Point localization data:

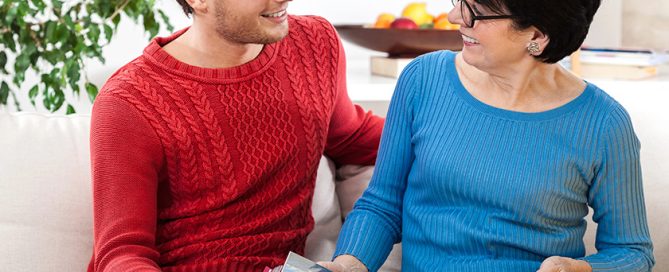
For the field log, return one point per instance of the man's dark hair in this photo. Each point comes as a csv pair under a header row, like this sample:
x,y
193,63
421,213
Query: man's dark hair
x,y
566,22
186,7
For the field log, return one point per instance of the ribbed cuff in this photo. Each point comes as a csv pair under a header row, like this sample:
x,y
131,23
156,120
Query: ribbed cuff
x,y
366,238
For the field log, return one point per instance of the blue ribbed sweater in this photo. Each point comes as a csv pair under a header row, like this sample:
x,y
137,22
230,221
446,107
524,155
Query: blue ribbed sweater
x,y
469,187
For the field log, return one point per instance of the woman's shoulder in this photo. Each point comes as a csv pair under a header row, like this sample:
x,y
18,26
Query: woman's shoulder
x,y
603,101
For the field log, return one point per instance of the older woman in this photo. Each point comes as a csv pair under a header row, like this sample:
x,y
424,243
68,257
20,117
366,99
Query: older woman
x,y
491,157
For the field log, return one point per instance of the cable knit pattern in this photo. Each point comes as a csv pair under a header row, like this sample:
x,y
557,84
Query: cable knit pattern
x,y
199,169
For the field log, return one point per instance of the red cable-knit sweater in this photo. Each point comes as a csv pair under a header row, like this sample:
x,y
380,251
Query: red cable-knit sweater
x,y
200,169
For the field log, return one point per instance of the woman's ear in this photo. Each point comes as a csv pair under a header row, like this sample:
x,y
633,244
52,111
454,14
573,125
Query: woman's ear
x,y
199,6
538,42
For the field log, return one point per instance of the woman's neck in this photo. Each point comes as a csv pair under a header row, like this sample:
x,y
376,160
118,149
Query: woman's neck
x,y
528,86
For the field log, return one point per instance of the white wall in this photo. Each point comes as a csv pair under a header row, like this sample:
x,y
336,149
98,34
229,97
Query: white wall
x,y
130,40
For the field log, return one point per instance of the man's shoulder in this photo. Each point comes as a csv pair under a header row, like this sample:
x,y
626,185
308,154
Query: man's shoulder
x,y
310,21
126,78
311,26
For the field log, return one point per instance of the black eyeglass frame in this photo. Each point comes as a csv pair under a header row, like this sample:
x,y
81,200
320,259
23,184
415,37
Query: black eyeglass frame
x,y
475,17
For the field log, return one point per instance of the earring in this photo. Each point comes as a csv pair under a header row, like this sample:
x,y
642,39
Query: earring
x,y
533,48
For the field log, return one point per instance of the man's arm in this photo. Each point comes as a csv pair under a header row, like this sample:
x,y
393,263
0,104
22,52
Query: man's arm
x,y
354,134
126,157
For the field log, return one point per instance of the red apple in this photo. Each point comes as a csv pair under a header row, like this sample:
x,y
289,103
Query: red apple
x,y
404,23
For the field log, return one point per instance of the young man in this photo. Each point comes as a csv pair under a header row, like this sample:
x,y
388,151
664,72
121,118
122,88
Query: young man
x,y
205,148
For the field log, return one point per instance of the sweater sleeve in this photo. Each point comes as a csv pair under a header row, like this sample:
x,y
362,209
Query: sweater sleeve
x,y
616,196
375,223
126,157
353,134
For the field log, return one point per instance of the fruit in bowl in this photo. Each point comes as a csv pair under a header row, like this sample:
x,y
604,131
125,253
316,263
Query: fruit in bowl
x,y
418,14
384,20
403,23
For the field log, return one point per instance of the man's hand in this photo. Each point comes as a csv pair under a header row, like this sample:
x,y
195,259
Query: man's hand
x,y
563,264
345,263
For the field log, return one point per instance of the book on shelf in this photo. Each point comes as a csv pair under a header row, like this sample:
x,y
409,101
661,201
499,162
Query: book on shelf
x,y
296,263
624,64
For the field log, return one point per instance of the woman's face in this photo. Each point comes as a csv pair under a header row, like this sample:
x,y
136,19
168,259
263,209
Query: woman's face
x,y
489,44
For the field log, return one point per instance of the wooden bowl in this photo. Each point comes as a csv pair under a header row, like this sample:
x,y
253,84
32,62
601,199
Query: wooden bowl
x,y
401,42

## DESCRIPTION OF THE TASK
A faithful copy of all the data above is required, printed exactly and with no pictures.

## SOLUTION
For the field log, return one point per instance of the man's dark hair in this photo. Each point comes as a csv pair under a header row, like this sample:
x,y
193,63
421,213
Query: man's dark hair
x,y
566,22
186,7
For the field log, return one point per instance of the ribbed cuff in this photo. Each point comes as a csv pair under a header row, like this sample:
x,y
131,23
156,120
Query: ribbed cuff
x,y
366,238
For the field log, return one point per instance of the blue ribbed sweater in this photo. Each point comes as a csv pair under a header row, like this sample:
x,y
137,22
230,221
446,107
524,155
Query: blue ribbed sweater
x,y
469,187
For the field log, return one point per instance of the woman's shoulder in this photo. Each point comes as a csv pair under a header row, like this sample:
x,y
18,26
Query: woman's shoulder
x,y
603,101
For the field log, return one point per instance of the older woman in this photo. Each point comes as a csv pair under a header row, like this sample:
x,y
424,243
68,257
20,117
366,99
Query: older woman
x,y
491,157
For the field log, return one point per instance of the cable knit pattern in this photo. Each point comes as a csv pair under a header row, like this sample:
x,y
557,84
Query: cable knit pattern
x,y
199,169
For the field log, return one point per instance of the red cable-knit sweater in this photo. Each point comes as a csv pair under a header row, like this sample:
x,y
380,251
Query: red cable-knit sweater
x,y
200,169
For the field log, return one point per instance of the woman's ear in this photo. Each point comes as a csv pair under a header row, like this sample:
x,y
633,244
52,111
454,14
573,125
Query: woman's ear
x,y
199,6
538,42
For the field log, return one point per instance of the woman's neck in this photo. Each point comes as a csv pair under a header row, like this sample:
x,y
376,160
118,149
Query: woman's neck
x,y
528,86
For the field log, return one point per instance of the white wall in this photo. Each point comes as a csv pair under a header row, like this sample:
x,y
336,149
98,34
229,97
Query: white wall
x,y
130,40
For the field log, return one point per instance of the man's shoulder in this photo. Each point comes as a csv pair under a header row, like this sample:
x,y
626,185
308,154
Query: man's shoulder
x,y
310,21
126,78
311,26
For the field log, return one point per instance of the black eyeglass frame in this photo. Each point comes as a csv pair under a header row, like this sample:
x,y
81,200
320,259
23,184
415,37
Query: black eyeglass frame
x,y
475,17
For the field log, return one point per instance of the earring in this photo. Each point comes as a csv pair under a header row, like this sample:
x,y
642,39
Query: earring
x,y
533,48
For the field log, return one point per instance of the man's arm in this photo. Each point comes as a csv pair under a header row, like this sample:
x,y
393,263
0,104
22,52
Query: man's arm
x,y
354,134
126,157
For the field log, return one point per instance of the red apple in this photo. Each point comes as a csv pair under a header row, like this sample:
x,y
289,103
Query: red apple
x,y
404,23
For the field log, return one point per instance of the young man in this photo. Each point comes as a csv pair under a header row, like this sample:
x,y
388,151
664,72
121,118
122,88
Query: young man
x,y
205,148
For the field log, return one point per instance of the sweater sleeve in this photo. Each point comes as a csv pair under a header row, like this sample:
x,y
362,209
Query: sweater sleeve
x,y
616,196
375,223
126,157
353,134
For the field log, return one point per instance of the fruit in bowl in this photo. Each point comes as a csv pair under a header row, like this sample:
x,y
604,131
125,253
316,263
Query: fruit in bowl
x,y
418,14
384,20
403,23
For the field log, return one point per instance of the man's hand in this photo. Each point comes as a csv pair under a header row, like this sample:
x,y
195,259
Query: man's hand
x,y
563,264
345,263
For the field log, return one point per instance of the book on shelf in this photo. Each point comes as a csv pair under a header row, like this sample:
x,y
409,101
661,201
499,162
Query: book on shelf
x,y
296,263
624,64
For the field log, return one point per instance of the woman's face in this photo. Each point comes as a csv pair under a header row, like this sample:
x,y
136,19
168,259
263,209
Query: woman's face
x,y
489,44
For the field log, return one point per instance of the wooden bowl in this photo. Each point comes as a csv pair under a header row, like this sample:
x,y
253,84
32,62
601,199
Query: wooden bowl
x,y
401,42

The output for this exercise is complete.